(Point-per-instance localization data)

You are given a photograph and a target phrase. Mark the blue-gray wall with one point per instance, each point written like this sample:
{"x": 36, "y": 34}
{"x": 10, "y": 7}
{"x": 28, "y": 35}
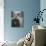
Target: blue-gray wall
{"x": 29, "y": 7}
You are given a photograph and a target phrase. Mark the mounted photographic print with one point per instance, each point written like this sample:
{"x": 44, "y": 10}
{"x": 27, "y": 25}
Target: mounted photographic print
{"x": 17, "y": 18}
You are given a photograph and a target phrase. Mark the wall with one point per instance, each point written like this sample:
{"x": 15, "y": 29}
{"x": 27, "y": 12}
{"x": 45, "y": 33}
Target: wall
{"x": 29, "y": 7}
{"x": 43, "y": 6}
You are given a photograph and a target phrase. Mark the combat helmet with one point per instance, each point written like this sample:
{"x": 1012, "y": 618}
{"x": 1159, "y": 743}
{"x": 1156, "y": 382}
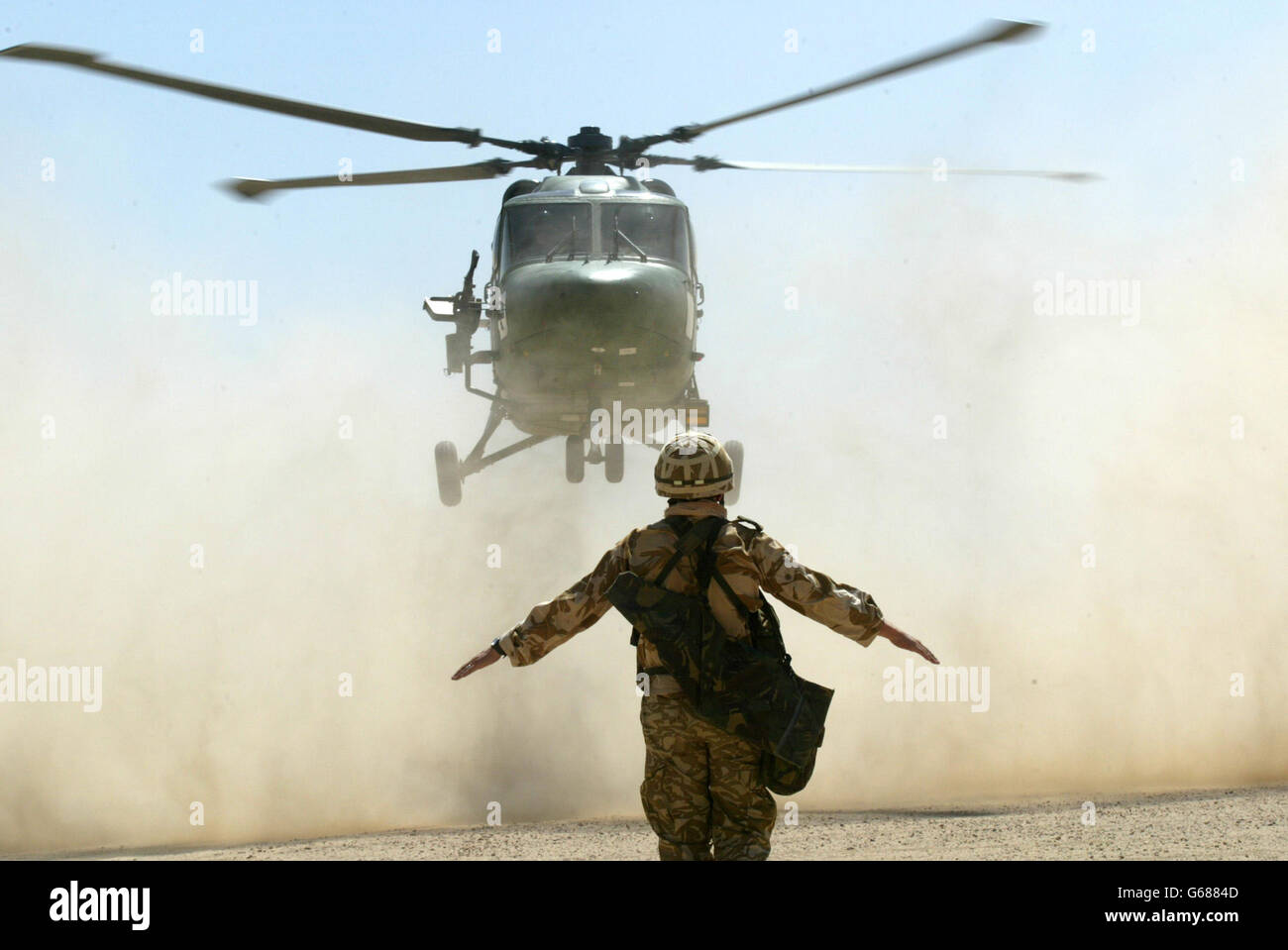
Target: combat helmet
{"x": 694, "y": 465}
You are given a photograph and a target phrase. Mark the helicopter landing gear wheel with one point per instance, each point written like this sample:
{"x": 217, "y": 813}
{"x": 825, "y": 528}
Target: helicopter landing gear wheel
{"x": 575, "y": 459}
{"x": 449, "y": 468}
{"x": 614, "y": 461}
{"x": 734, "y": 450}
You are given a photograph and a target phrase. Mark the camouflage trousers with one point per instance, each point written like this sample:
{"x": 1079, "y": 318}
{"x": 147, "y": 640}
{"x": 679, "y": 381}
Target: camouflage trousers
{"x": 702, "y": 787}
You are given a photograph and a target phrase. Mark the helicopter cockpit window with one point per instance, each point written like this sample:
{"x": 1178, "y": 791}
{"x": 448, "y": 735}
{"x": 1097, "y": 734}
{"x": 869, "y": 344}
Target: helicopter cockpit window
{"x": 655, "y": 231}
{"x": 537, "y": 232}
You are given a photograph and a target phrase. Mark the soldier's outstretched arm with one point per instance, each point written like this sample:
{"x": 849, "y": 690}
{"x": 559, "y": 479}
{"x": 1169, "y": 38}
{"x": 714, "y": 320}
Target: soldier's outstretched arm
{"x": 841, "y": 607}
{"x": 557, "y": 620}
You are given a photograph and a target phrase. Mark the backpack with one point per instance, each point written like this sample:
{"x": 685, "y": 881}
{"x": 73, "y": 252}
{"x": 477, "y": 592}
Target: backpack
{"x": 746, "y": 687}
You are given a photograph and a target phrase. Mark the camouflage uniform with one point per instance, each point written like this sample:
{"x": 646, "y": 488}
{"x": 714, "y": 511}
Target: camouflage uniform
{"x": 700, "y": 786}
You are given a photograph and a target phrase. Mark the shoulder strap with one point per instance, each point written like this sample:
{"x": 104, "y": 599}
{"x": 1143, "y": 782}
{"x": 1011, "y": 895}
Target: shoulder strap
{"x": 691, "y": 538}
{"x": 697, "y": 534}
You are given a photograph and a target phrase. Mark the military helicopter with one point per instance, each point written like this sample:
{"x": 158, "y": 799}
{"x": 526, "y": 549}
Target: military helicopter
{"x": 592, "y": 301}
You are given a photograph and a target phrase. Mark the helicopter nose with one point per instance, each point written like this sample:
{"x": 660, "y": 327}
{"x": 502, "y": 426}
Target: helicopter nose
{"x": 601, "y": 303}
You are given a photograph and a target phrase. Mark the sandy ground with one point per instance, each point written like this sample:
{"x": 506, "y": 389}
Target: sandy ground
{"x": 1249, "y": 823}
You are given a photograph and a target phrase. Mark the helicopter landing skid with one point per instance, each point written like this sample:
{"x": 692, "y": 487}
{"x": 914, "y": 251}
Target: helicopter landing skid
{"x": 452, "y": 473}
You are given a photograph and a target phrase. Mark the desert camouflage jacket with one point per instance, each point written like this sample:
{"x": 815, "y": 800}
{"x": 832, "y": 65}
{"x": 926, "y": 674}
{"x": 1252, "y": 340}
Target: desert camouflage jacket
{"x": 750, "y": 562}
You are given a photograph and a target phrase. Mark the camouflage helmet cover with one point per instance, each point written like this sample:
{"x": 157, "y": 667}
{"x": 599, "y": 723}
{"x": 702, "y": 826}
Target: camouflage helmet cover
{"x": 694, "y": 465}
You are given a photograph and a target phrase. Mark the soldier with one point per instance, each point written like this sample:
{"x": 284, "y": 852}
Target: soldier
{"x": 702, "y": 787}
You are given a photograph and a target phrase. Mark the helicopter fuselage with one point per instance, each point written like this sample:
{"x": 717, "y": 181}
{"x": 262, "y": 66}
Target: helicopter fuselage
{"x": 592, "y": 301}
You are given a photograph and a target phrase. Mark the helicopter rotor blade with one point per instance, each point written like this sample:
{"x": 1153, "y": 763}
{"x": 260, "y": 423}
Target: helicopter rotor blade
{"x": 494, "y": 167}
{"x": 382, "y": 125}
{"x": 708, "y": 163}
{"x": 993, "y": 31}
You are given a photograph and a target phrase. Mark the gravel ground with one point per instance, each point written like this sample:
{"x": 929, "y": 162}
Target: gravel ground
{"x": 1248, "y": 823}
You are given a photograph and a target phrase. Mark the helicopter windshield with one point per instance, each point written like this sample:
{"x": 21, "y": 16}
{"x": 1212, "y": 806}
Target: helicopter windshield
{"x": 657, "y": 231}
{"x": 533, "y": 232}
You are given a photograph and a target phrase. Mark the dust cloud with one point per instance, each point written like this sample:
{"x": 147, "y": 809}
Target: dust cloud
{"x": 323, "y": 557}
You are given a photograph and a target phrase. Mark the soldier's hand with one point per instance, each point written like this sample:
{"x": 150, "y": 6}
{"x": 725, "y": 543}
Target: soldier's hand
{"x": 485, "y": 658}
{"x": 905, "y": 643}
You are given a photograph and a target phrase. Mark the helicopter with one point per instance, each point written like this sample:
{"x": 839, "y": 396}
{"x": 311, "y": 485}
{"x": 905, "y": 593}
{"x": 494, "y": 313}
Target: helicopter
{"x": 592, "y": 301}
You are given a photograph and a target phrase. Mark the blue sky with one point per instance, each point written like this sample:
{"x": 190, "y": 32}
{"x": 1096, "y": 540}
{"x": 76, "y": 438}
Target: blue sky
{"x": 1170, "y": 94}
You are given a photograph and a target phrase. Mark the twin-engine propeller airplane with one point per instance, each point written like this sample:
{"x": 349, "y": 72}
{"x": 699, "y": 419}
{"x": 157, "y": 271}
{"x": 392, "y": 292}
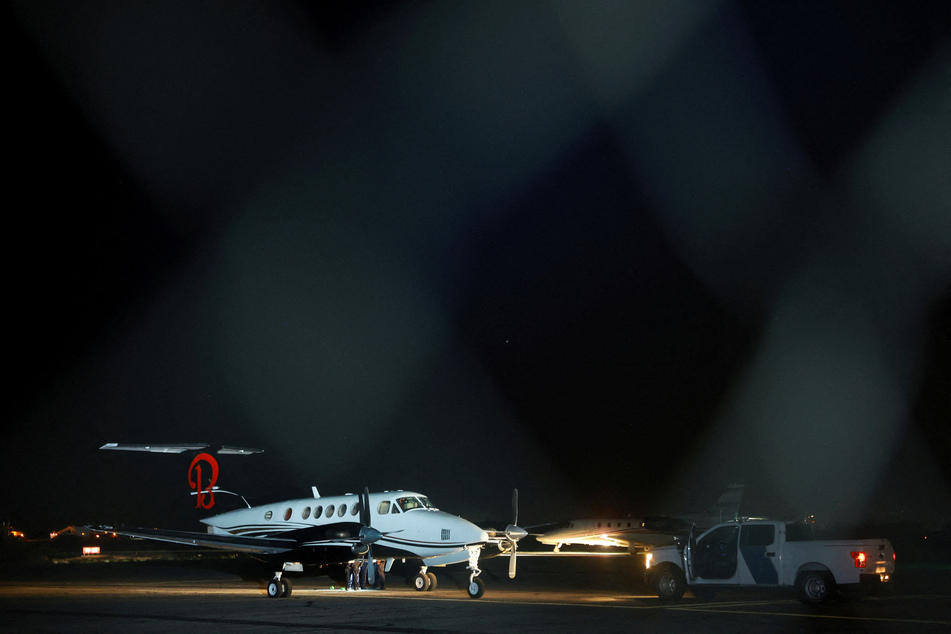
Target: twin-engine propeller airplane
{"x": 335, "y": 530}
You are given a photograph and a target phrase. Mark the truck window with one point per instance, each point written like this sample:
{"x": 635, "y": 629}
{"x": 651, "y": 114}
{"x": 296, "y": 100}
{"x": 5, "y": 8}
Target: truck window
{"x": 757, "y": 535}
{"x": 714, "y": 556}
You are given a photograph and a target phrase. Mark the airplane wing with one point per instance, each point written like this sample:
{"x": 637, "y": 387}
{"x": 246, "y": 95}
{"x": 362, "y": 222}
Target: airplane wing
{"x": 234, "y": 543}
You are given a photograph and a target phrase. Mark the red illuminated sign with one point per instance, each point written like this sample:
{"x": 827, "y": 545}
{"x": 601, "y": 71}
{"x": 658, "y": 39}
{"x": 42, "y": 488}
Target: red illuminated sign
{"x": 206, "y": 496}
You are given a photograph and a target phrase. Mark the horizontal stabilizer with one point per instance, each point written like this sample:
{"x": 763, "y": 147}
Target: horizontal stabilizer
{"x": 159, "y": 448}
{"x": 238, "y": 451}
{"x": 180, "y": 448}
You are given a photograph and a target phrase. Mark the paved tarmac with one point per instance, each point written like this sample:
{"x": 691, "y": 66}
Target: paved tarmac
{"x": 565, "y": 595}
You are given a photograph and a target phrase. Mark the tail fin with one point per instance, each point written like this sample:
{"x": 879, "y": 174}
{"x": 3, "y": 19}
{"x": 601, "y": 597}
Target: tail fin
{"x": 728, "y": 504}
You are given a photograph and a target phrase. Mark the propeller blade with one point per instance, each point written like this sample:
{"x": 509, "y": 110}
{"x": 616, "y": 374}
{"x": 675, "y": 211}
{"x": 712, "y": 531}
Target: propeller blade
{"x": 371, "y": 568}
{"x": 514, "y": 532}
{"x": 365, "y": 507}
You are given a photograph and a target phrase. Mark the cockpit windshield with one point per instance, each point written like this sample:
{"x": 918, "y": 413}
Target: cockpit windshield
{"x": 409, "y": 503}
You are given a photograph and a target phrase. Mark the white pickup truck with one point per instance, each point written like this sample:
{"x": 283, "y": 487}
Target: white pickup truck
{"x": 766, "y": 553}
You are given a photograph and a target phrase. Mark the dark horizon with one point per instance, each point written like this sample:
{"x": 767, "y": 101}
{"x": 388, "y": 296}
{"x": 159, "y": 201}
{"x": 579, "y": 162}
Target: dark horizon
{"x": 616, "y": 257}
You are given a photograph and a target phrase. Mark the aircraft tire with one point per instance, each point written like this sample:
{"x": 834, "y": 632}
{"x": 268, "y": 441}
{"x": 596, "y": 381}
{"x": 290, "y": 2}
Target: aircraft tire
{"x": 669, "y": 582}
{"x": 421, "y": 582}
{"x": 476, "y": 588}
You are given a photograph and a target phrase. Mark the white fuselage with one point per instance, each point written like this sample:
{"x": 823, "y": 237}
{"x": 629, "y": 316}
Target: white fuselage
{"x": 409, "y": 524}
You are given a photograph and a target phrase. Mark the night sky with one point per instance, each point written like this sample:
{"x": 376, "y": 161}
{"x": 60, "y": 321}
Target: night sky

** REQUIRED WORK **
Every line above with the string "night" in it needs to be copied.

** EXERCISE RESULT **
You are given a photograph and a target phrase. Mark the night sky with one point per instance, each point written like this sample:
Target: night sky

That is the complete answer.